What you have to do
Lines from the one containing "For every instance of the car's rear" to the end of the entries below must be reproduced exactly, with both end lines kept and no other line added.
=== Begin Enclosure ===
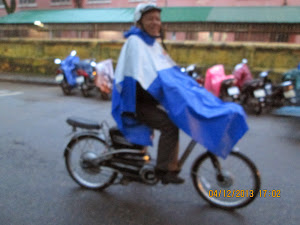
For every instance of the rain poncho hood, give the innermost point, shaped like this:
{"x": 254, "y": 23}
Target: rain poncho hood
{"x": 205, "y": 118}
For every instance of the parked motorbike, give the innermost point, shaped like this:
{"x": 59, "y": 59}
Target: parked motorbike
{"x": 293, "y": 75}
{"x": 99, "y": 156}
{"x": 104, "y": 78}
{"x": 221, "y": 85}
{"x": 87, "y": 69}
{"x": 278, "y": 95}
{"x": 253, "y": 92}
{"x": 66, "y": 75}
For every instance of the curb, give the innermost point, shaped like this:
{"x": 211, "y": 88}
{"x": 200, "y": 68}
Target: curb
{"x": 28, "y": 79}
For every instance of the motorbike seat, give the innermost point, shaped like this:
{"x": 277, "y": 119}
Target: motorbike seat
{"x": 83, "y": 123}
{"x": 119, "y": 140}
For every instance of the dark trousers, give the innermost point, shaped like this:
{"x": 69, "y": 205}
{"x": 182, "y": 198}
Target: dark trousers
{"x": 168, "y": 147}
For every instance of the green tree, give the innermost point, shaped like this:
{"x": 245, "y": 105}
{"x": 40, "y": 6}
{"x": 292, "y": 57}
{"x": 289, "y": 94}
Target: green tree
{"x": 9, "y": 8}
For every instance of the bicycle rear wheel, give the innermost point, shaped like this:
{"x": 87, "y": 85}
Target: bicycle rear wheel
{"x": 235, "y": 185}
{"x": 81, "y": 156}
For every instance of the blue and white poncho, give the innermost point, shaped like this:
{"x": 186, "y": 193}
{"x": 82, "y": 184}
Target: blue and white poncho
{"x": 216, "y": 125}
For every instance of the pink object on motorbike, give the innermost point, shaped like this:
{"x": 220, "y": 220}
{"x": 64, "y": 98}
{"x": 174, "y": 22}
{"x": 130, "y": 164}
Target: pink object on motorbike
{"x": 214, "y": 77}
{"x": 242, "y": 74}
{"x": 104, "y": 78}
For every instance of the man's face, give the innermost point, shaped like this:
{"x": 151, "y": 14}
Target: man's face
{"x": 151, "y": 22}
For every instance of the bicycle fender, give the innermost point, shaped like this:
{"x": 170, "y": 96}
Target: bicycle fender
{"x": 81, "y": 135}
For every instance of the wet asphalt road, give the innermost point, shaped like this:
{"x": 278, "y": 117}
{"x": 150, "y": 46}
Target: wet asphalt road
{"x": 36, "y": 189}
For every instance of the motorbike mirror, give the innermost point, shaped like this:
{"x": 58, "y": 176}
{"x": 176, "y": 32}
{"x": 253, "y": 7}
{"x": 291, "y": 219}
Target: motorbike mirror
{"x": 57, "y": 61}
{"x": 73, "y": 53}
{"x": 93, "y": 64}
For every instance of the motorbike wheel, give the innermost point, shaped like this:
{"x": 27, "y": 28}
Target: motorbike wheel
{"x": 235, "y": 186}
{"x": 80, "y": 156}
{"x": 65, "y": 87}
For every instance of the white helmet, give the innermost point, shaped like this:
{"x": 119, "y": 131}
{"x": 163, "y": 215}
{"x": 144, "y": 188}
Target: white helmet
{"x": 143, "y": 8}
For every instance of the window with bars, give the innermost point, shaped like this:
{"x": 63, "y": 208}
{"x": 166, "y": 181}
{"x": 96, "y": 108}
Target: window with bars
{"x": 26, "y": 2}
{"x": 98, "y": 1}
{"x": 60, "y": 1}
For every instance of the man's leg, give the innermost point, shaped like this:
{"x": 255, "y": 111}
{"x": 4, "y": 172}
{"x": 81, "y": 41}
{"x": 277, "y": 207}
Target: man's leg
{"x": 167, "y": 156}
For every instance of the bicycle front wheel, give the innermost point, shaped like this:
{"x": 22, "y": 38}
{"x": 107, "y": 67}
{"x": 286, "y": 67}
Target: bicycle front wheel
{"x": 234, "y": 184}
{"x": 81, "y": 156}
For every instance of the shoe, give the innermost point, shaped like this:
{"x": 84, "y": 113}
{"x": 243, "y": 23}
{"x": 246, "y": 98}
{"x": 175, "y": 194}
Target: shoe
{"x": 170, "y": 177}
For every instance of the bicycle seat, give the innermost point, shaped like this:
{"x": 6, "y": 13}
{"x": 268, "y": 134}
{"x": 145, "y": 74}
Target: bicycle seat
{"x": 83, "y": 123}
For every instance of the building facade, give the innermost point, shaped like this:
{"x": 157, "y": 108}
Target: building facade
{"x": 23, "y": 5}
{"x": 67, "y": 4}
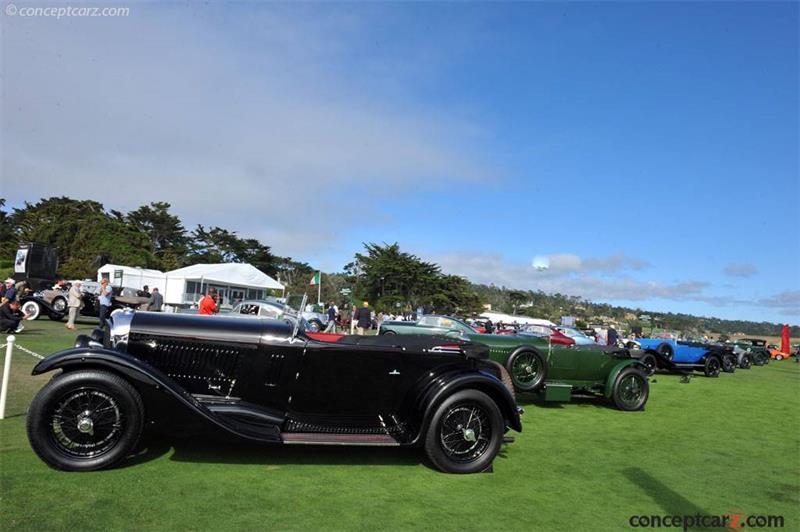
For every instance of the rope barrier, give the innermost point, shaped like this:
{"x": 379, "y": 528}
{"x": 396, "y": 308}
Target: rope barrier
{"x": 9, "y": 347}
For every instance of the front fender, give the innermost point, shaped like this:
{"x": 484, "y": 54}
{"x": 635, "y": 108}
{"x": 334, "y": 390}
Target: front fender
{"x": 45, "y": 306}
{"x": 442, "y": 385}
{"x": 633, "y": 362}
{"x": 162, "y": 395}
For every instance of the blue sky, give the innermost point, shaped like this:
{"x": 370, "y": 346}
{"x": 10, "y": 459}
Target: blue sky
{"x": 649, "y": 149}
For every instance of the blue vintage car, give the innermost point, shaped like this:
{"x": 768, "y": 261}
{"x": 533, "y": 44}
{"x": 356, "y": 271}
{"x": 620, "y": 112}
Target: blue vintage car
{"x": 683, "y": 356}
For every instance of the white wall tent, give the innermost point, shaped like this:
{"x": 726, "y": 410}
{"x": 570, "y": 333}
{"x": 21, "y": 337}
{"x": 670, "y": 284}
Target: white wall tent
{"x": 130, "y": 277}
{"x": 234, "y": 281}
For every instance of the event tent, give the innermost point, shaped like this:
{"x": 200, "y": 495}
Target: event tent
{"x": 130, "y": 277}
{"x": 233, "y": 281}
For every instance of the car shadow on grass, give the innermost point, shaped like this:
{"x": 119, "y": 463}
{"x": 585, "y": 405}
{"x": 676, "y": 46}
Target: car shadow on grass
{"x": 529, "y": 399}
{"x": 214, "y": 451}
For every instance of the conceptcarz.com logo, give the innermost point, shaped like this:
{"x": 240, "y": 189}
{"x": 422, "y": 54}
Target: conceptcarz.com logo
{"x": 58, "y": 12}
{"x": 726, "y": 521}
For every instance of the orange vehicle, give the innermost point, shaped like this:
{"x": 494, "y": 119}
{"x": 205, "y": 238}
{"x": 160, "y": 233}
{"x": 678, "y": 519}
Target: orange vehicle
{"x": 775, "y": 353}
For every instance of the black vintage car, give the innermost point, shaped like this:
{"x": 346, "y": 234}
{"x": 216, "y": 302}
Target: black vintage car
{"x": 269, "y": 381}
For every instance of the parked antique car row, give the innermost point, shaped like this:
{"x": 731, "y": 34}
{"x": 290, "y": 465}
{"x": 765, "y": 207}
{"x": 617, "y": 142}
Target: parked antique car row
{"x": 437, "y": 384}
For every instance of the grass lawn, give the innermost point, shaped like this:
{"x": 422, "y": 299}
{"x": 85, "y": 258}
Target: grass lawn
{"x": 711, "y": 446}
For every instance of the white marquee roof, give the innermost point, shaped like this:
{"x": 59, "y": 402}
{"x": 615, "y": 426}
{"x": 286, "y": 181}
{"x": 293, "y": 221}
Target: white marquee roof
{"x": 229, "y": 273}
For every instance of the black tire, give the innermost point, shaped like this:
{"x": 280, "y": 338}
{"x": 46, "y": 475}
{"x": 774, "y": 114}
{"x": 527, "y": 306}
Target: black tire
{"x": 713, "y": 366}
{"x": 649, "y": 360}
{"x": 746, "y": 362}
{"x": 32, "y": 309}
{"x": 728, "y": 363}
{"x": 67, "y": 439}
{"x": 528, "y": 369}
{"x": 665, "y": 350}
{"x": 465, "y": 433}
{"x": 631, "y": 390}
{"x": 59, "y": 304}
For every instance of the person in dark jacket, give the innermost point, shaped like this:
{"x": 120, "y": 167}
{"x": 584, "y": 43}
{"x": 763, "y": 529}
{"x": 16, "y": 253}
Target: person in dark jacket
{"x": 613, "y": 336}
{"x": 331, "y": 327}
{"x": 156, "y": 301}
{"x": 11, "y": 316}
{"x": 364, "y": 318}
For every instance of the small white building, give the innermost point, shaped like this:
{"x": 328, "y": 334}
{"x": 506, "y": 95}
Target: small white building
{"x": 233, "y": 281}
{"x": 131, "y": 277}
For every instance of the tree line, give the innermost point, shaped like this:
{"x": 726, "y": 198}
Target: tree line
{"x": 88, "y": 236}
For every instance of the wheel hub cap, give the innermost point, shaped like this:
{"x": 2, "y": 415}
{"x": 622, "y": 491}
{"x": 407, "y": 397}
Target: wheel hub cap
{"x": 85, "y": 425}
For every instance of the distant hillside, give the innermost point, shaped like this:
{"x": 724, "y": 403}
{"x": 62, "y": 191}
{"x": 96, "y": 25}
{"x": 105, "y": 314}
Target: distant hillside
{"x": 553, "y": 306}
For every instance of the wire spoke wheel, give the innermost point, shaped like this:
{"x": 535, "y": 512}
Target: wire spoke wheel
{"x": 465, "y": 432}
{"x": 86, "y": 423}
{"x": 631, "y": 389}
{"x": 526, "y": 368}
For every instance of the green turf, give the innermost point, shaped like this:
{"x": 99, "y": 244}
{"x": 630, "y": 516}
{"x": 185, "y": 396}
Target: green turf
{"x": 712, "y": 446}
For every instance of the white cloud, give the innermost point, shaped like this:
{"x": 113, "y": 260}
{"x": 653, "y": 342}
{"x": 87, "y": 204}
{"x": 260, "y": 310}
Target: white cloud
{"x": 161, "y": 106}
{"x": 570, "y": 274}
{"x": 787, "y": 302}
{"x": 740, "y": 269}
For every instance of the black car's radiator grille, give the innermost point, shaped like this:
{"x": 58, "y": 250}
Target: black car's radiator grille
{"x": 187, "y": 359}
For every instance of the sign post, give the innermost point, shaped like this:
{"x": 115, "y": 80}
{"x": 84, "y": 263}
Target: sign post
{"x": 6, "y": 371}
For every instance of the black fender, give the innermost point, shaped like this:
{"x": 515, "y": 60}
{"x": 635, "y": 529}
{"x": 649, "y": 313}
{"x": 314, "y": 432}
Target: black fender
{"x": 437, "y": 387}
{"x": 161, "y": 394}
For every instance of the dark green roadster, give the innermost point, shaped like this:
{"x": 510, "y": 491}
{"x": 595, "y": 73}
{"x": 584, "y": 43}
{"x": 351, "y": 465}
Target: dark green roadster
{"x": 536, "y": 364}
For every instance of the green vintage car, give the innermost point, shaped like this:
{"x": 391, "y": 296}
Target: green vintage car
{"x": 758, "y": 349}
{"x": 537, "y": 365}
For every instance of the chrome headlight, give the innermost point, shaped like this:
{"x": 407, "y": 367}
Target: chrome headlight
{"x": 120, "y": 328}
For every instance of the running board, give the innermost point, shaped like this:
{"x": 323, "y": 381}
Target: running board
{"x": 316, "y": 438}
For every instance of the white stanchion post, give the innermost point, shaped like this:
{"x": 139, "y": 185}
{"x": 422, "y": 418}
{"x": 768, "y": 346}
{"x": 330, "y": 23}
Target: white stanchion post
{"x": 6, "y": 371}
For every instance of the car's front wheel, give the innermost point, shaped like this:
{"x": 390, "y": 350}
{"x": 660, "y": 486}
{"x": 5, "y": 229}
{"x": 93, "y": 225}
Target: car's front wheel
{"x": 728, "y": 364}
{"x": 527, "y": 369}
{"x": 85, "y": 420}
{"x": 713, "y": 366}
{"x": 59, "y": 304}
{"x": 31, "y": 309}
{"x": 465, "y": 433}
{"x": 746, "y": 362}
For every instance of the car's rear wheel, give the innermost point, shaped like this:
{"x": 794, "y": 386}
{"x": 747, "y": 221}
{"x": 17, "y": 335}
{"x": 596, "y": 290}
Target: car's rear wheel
=== End Enclosure ===
Written response
For every instance of the car's rear wheel, give the innermost point, shaped like this:
{"x": 794, "y": 386}
{"x": 747, "y": 221}
{"x": 17, "y": 335}
{"x": 596, "y": 290}
Target: car's rear wheel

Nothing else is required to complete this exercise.